Point-per-instance localization data:
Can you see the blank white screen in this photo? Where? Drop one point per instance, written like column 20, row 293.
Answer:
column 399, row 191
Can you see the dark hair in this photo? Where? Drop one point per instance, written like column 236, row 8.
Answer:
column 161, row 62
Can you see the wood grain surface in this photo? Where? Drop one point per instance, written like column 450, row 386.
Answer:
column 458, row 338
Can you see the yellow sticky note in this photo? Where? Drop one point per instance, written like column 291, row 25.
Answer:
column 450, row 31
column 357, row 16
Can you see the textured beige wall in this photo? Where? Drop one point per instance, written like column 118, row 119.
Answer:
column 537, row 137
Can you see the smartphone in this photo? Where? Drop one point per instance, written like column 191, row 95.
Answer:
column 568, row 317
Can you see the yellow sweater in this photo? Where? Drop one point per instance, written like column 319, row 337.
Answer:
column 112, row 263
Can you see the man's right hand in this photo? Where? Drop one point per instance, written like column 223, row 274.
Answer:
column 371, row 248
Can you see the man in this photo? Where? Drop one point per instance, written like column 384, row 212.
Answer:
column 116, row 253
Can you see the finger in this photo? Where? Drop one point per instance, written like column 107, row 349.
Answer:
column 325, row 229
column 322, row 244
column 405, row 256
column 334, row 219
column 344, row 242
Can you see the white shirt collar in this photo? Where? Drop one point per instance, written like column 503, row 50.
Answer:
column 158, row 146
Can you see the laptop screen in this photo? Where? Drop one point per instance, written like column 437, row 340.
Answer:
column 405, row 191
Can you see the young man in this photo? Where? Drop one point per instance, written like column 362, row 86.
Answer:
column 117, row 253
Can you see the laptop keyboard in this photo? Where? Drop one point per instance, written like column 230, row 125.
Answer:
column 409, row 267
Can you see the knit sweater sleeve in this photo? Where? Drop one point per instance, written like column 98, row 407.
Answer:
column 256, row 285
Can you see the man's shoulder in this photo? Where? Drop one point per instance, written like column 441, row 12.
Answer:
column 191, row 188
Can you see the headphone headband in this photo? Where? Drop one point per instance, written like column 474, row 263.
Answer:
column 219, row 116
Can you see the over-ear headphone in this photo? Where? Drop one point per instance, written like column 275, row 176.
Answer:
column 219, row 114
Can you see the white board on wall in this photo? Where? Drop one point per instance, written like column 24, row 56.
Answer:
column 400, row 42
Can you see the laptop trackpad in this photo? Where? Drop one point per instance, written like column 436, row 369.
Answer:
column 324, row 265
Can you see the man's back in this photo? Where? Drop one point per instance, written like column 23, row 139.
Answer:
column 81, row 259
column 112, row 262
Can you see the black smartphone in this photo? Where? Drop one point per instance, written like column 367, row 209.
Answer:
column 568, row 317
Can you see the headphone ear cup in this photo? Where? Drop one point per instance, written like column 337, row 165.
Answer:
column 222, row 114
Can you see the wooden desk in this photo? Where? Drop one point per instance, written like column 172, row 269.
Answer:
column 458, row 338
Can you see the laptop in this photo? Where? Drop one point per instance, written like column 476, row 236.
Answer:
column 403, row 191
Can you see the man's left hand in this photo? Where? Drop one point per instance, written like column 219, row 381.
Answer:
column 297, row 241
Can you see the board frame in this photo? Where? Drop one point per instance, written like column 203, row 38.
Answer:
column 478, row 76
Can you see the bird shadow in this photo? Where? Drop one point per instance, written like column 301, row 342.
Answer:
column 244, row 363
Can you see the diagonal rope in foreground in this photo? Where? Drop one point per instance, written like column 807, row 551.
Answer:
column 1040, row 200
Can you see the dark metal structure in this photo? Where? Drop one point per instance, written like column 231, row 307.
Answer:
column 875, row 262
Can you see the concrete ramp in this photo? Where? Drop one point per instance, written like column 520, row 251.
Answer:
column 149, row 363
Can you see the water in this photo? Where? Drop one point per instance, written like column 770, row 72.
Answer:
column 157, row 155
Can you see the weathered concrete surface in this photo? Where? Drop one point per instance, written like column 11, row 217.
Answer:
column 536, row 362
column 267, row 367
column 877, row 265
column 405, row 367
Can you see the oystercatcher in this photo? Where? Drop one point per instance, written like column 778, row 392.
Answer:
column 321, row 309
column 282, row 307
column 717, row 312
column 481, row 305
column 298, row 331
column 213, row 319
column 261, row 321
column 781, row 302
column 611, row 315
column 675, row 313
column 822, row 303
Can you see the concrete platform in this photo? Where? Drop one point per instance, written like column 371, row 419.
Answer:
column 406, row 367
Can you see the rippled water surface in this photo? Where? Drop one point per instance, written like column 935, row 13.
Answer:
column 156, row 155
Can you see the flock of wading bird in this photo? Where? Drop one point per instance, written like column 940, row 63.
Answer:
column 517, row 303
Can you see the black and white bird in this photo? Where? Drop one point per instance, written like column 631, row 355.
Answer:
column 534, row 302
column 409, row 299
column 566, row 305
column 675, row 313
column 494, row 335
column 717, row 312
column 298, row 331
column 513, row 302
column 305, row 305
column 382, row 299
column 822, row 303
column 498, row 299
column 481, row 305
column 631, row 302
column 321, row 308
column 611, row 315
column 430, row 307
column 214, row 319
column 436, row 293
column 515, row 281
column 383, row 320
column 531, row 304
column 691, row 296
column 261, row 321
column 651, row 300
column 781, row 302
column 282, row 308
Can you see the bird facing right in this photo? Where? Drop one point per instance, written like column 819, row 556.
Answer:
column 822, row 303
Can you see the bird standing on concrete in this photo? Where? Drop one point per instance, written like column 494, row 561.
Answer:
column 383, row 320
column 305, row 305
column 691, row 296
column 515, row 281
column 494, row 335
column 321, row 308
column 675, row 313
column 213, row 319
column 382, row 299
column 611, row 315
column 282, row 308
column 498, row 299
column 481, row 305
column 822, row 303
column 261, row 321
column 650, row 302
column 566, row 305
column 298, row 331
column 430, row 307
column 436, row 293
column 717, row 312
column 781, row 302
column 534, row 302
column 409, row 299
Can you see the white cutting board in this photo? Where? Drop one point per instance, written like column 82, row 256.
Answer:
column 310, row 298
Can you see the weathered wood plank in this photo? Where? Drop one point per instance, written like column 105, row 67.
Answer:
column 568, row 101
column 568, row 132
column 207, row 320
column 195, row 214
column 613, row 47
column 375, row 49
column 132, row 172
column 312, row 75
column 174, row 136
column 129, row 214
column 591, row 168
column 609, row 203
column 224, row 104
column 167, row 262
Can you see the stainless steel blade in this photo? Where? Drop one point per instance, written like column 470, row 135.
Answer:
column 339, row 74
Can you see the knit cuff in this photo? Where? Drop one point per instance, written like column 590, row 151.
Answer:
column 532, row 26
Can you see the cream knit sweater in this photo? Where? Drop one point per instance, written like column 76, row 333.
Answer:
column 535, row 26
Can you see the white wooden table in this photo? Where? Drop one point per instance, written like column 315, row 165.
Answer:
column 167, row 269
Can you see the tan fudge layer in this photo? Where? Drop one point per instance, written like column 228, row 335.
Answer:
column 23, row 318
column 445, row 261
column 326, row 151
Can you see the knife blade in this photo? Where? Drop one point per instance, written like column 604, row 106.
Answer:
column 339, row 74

AIM OF THE TASK:
Word for word, restate all of the entries.

COMPLETED EXERCISE:
Can you see the blank white screen in this photo? Where? Drop one point per instance, written like column 20, row 293.
Answer:
column 399, row 191
Can you see the dark hair in this photo? Where? Drop one point per instance, written like column 236, row 8.
Answer:
column 161, row 62
Can you see the wood grain surface in this photo? Where? Drop one point per instance, written like column 450, row 386.
Answer:
column 458, row 338
Can you see the yellow sticky note in this photo? Where? Drop one point per instance, written like column 291, row 25.
Answer:
column 450, row 31
column 357, row 16
Can you see the textured beige wall in this photo? Where? Drop one point per instance, written like column 118, row 119.
Answer:
column 537, row 137
Can you see the smartphone in this photo? Where? Drop one point per instance, written like column 191, row 95.
Answer:
column 568, row 317
Can you see the yellow sweater in this photo? Where? Drop one point per instance, written like column 319, row 337.
Answer:
column 112, row 263
Can you see the man's right hand in this photo? Where? Drop one point per instance, written like column 223, row 274.
Answer:
column 371, row 248
Can you see the man in this photo? Where? Drop one point per instance, written like column 384, row 212.
Answer:
column 116, row 253
Can you see the finger in this photo? Where? Drop one point per instance, written like column 107, row 349.
Answer:
column 325, row 229
column 322, row 244
column 405, row 256
column 334, row 219
column 344, row 242
Can you see the white shirt collar in this photo? Where? Drop one point per instance, written like column 503, row 50.
Answer:
column 158, row 146
Can you see the laptop screen in this photo? Where? Drop one point per instance, written like column 437, row 340.
Answer:
column 405, row 191
Can you see the young man in this photo? Where? Drop one point per instance, written like column 362, row 86.
Answer:
column 117, row 253
Can you see the laptop keyboard in this photo? Where? Drop one point per instance, written like column 230, row 125.
Answer:
column 409, row 267
Can you see the knit sweater sleeve in this photo? Where? Drop one point per instance, written like column 98, row 407.
Answer:
column 256, row 285
Can you see the man's shoulder in this photo? Where? Drop one point per instance, written like column 441, row 12.
Answer:
column 191, row 188
Can you see the headphone headband in this photo? Where? Drop one point per instance, written like column 474, row 263.
Answer:
column 219, row 116
Can you see the over-ear headphone in this photo? Where? Drop one point per instance, written like column 275, row 176.
Answer:
column 219, row 114
Can you see the white board on wall in this photo? Where? Drop one point per instance, written like column 24, row 56.
Answer:
column 400, row 42
Can you see the laptop trackpad in this photo? Where? Drop one point per instance, written like column 436, row 369.
Answer:
column 324, row 265
Can you see the man's back in this photo? Where? Drop one point per instance, written like column 23, row 139.
Answer:
column 81, row 259
column 112, row 262
Can you see the black smartphone in this photo? Where? Drop one point per instance, written like column 367, row 209.
Answer:
column 568, row 317
Can you see the headphone ear cup in this photo? Where? Drop one point per instance, written like column 337, row 165.
Answer:
column 222, row 114
Can you see the wooden desk in this photo? Where? Drop one point per instance, written like column 172, row 269.
Answer:
column 458, row 338
Can you see the laptop in this photo? Where? Drop one point per instance, written like column 476, row 236.
Answer:
column 403, row 191
Can you see the man's left hand in this photo? Where? Drop one point per instance, written like column 219, row 381.
Answer:
column 297, row 241
Can you see the board frame in this photo? Where? Drop one point per instance, written like column 203, row 38.
Answer:
column 478, row 76
Can you see the bird shadow in this photo? Where? Drop one point per instance, written like column 301, row 342.
Answer:
column 244, row 363
Can you see the diagonal rope in foreground in this photo? Where? Drop one point per instance, written like column 807, row 551.
Answer:
column 1040, row 200
Can you see the dark metal structure in this photo? Where? Drop one point per instance, written like column 231, row 307.
Answer:
column 875, row 262
Can you see the concrete ramp in this photo? Where? Drop one point per instance, written like column 520, row 251.
Answer:
column 149, row 363
Can you see the water in this photo? Where? Drop one point per instance, written like column 770, row 72.
Answer:
column 157, row 155
Can you see the weathered concrete surface in this photo? Where? Drop one point per instance, written like column 11, row 217.
Answer:
column 536, row 362
column 267, row 367
column 877, row 265
column 405, row 367
Can you see the oystercatcher in this photo? Where? Drop one point per instance, written like column 778, row 392.
Answer:
column 321, row 309
column 282, row 307
column 717, row 312
column 481, row 305
column 298, row 331
column 213, row 319
column 261, row 321
column 781, row 302
column 611, row 315
column 675, row 313
column 822, row 303
Can you see the concrete platform in this photo? Where? Drop one point per instance, written like column 371, row 419.
Answer:
column 406, row 367
Can you see the rippled water surface in this photo? Where? Drop one point per instance, written like column 935, row 13.
Answer:
column 156, row 155
Can you see the flock of wading bird in this photo? Where? Drop one point per instance, written like column 940, row 63.
Answer:
column 517, row 303
Can you see the black and white bird in this photo? Where? Drop one point per instance, written like column 631, row 355.
Answer:
column 534, row 302
column 409, row 299
column 566, row 305
column 675, row 313
column 494, row 335
column 717, row 312
column 298, row 331
column 513, row 302
column 305, row 305
column 382, row 299
column 822, row 303
column 498, row 299
column 481, row 305
column 631, row 302
column 321, row 308
column 611, row 315
column 430, row 307
column 214, row 319
column 436, row 293
column 515, row 281
column 383, row 320
column 531, row 304
column 691, row 296
column 261, row 321
column 651, row 300
column 781, row 302
column 282, row 308
Can you see the bird facing right in this photo? Where? Drop one point per instance, written like column 819, row 556.
Answer:
column 822, row 303
Can you see the bird standing on concrete in this photo? Where? Drop one point per instance, written like column 494, row 561.
Answer:
column 383, row 320
column 305, row 305
column 691, row 296
column 515, row 281
column 494, row 335
column 321, row 308
column 675, row 313
column 213, row 319
column 382, row 299
column 611, row 315
column 282, row 308
column 498, row 299
column 481, row 305
column 822, row 303
column 261, row 321
column 650, row 302
column 566, row 305
column 298, row 331
column 430, row 307
column 436, row 293
column 717, row 312
column 781, row 302
column 534, row 302
column 409, row 299
Can you see the white cutting board in this photo? Where? Drop one point per instance, written like column 82, row 256.
Answer:
column 310, row 298
Can you see the weathered wood plank in this photo? Where? Drop one point per instance, written like column 105, row 67.
Answer:
column 568, row 101
column 568, row 132
column 207, row 320
column 195, row 214
column 613, row 47
column 375, row 49
column 132, row 172
column 312, row 75
column 174, row 136
column 129, row 214
column 591, row 168
column 609, row 203
column 224, row 104
column 167, row 262
Can you see the stainless steel blade in this photo? Where? Drop one point per instance, written like column 470, row 135.
Answer:
column 339, row 74
Can you see the knit cuff in this photo? Where? Drop one point per instance, written like column 590, row 151.
Answer:
column 532, row 26
Can you see the cream knit sweater in this photo? Where? Drop one point per instance, written like column 76, row 333.
Answer:
column 535, row 26
Can you see the white wooden table in this photo? Where? Drop one point per instance, written like column 315, row 165.
Answer:
column 167, row 269
Can you see the tan fudge layer in this photo? Where? Drop one point per instance, written like column 228, row 335.
Answer:
column 23, row 318
column 445, row 261
column 326, row 151
Can you see the knife blade in this photo? Where? Drop one point per instance, written like column 604, row 106.
Answer:
column 339, row 74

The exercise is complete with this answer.